[Stated exercise 1]: Based on the forum thread, answer yes or no to each statement and quote the words that decide it: (a) David Brown holds that no compiler for a sane processor adds padding beyond the natural size of the fundamental types; (b) he advises letting the compiler insert its own padding; (c) the SHARC is described as having a 16-bit char.

[Document passage]:

David Brown 9 years ago

It really is not hard at all. /No/ compiler, for any sane processor, adds padding or extra alignment requirements beyond the natural size of the fundamental types. You only have to be concerned with padding if you try to mix and match in other ways. And if you have a "uint8_t" field which should logically be followed by another field that happens to be "uint16_t", just add an explicit "uint8_t" padding field. Don't let the compiler add its own padding - use compiler warnings where possible to ensure it, and use static assertions to confirm that everything is correct.

Vote

G

George Neuner 9 years ago

There are plenty of chips (and compilers for them) that are not sane by your definition. The many "word-oriented" chips come to mind ...

George

Vote

D

David Brown 9 years ago

You are thinking of things like the TMS320F dsps (16-bit char) or the SHARC (32-bit char) ? First off, these are not MCU's, and are unlikely (not impossible, but unlikely) to be the kind of chip involved in this sort of communication. You pick your solution based on what is practical for real-life cases - not on what is necessary for the most awkward situations that you perhaps might meet.

Coordinate labeling data:
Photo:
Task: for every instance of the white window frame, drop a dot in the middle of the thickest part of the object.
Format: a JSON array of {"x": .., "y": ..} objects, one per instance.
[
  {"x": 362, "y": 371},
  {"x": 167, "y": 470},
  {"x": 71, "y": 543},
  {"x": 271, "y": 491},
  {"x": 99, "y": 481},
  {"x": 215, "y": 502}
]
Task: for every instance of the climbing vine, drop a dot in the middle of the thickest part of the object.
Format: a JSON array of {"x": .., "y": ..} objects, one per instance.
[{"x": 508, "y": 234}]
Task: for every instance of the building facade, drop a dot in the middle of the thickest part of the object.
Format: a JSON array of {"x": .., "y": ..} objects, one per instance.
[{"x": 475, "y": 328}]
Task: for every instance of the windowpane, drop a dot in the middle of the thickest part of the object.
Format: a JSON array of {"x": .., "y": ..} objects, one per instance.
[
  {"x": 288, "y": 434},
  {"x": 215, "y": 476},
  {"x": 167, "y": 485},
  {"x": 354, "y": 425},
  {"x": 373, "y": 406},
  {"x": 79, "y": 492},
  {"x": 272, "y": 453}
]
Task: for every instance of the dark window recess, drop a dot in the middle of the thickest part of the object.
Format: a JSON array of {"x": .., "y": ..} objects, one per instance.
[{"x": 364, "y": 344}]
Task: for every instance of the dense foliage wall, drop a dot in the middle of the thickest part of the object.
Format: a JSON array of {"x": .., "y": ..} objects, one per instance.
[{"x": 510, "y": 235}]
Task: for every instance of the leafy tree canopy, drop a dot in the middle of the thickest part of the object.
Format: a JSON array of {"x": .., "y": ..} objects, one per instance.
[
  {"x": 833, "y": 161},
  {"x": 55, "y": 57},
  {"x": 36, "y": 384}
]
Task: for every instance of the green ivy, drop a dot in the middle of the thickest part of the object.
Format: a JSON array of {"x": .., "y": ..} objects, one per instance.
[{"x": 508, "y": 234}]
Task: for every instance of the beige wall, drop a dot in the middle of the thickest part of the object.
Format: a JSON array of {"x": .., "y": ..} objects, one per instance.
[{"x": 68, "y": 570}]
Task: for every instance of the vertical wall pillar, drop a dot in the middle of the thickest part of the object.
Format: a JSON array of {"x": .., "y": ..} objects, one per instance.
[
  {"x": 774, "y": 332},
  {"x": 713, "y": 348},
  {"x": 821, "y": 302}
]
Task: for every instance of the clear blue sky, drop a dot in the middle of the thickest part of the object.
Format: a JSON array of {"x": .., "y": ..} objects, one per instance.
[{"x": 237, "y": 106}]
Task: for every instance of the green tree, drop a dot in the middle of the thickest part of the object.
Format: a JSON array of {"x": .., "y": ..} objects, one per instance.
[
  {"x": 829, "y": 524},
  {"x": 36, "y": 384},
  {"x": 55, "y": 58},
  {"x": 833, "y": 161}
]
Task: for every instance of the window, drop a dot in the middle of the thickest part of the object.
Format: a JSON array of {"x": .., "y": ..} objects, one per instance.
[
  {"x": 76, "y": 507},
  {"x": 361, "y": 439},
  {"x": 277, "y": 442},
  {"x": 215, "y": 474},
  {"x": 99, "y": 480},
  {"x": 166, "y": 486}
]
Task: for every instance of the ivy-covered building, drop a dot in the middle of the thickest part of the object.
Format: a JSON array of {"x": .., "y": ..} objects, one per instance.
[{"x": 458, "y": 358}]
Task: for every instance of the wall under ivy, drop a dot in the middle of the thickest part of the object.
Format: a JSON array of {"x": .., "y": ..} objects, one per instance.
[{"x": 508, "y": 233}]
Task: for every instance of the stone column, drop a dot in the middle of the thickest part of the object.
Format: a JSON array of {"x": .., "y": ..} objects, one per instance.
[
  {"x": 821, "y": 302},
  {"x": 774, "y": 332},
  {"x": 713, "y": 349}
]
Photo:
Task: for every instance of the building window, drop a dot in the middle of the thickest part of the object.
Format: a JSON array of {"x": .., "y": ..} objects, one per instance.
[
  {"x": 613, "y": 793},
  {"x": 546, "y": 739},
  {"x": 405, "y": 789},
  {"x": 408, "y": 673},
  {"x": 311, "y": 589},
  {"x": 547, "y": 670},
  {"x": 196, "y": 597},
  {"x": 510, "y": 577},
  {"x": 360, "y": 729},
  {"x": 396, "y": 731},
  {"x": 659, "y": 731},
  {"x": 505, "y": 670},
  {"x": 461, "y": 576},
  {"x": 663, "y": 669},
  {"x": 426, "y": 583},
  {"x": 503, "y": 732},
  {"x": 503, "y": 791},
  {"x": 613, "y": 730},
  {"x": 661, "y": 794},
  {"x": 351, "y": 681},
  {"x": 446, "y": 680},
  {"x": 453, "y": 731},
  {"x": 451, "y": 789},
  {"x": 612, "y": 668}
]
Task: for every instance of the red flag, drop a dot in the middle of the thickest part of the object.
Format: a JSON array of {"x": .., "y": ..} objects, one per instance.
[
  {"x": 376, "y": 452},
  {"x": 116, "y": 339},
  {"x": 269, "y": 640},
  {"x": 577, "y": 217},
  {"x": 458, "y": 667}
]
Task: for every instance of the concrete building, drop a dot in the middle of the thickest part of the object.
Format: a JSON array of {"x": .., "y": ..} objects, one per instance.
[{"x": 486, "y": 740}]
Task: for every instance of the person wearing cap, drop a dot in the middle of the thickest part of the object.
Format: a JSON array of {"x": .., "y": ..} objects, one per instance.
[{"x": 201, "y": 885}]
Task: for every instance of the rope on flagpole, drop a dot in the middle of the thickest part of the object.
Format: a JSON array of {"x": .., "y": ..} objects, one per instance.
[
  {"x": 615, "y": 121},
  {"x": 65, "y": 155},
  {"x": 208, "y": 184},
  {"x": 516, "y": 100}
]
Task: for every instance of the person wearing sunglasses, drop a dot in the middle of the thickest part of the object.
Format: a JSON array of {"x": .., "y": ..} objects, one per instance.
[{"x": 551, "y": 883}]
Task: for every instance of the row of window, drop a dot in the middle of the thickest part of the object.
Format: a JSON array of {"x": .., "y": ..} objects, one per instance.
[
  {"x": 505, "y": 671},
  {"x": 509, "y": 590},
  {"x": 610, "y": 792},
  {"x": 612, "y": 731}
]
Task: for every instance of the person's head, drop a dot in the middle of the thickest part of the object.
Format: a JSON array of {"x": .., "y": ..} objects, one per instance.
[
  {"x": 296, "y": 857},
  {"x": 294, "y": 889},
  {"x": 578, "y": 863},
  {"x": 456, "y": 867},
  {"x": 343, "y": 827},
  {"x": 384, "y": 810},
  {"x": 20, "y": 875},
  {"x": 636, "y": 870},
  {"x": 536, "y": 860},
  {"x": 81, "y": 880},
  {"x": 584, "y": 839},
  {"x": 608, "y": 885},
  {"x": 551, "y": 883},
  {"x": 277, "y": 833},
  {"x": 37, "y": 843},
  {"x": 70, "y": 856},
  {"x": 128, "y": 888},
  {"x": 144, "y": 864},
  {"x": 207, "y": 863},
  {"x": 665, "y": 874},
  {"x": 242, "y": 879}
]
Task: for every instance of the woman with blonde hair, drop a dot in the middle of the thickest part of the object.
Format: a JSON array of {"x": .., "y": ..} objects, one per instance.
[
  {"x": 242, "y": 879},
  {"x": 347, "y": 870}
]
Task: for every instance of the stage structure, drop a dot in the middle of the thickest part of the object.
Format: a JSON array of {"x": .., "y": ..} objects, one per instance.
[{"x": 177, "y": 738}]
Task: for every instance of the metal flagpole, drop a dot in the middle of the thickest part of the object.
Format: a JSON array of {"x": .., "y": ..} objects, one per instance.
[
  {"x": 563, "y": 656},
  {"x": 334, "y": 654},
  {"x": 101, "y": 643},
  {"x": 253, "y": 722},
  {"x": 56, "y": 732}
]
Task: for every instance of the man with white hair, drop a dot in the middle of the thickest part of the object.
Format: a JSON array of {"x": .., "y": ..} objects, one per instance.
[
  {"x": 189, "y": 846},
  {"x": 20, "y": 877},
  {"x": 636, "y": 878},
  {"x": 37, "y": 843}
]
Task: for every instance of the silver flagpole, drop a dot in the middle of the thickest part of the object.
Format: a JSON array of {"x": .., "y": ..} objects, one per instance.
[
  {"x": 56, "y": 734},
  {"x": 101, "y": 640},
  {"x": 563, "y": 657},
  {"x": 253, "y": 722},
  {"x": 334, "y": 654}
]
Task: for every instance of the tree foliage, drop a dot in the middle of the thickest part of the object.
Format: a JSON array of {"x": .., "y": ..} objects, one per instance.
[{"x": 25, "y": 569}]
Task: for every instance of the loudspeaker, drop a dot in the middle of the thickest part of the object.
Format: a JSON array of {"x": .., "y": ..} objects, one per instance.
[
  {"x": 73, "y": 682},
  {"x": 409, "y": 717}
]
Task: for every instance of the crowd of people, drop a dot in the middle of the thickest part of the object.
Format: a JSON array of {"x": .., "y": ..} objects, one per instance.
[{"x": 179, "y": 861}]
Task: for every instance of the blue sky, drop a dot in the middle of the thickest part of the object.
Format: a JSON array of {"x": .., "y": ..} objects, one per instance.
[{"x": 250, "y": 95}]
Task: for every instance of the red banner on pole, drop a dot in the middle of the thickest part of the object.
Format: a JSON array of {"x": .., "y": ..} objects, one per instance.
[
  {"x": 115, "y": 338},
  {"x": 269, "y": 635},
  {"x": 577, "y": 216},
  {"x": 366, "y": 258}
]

[Stated exercise 2]: List every line of the entries that contains the string "wall".

[Right answer 1]:
(a) Yes: "/No/ compiler, for any sane processor, adds padding or extra alignment requirements beyond the natural size of the fundamental types."
(b) No: "Don't let the compiler add its own padding"
(c) No: "the SHARC (32-bit char)"

[Right answer 2]:
Task: for every instance of the dense foliage wall, drop a dot in the middle of the thickest part of the object.
Task: for every instance of the beige wall, drop a dot in the middle of the thickest part of the object.
Task: for every instance of the vertical wall pillar, drop a dot in the middle of the thickest part of the object.
Task: for every instance of the wall under ivy, drop a dot in the middle of the thickest part of the object.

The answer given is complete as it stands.